[Dataset entries]
* * * * * * *
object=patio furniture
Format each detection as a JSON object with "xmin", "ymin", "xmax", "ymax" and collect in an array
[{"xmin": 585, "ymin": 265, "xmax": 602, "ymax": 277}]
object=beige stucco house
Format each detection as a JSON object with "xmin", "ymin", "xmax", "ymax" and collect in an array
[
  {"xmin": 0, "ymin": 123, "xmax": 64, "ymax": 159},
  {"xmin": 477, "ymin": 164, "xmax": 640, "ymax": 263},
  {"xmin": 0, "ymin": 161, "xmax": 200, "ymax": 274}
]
* * * * * * *
_Task prompt_
All of the data above needs to be set down again exactly. Include every line.

_Written reply_
object=patio furniture
Format each detection as a JSON object with "xmin", "ymin", "xmax", "ymax" and collect in an array
[{"xmin": 585, "ymin": 265, "xmax": 602, "ymax": 277}]
object=beige stucco house
Format each detection as a JSON object with "xmin", "ymin", "xmax", "ymax" and collect in an array
[
  {"xmin": 0, "ymin": 123, "xmax": 64, "ymax": 159},
  {"xmin": 477, "ymin": 164, "xmax": 640, "ymax": 263},
  {"xmin": 0, "ymin": 161, "xmax": 200, "ymax": 274}
]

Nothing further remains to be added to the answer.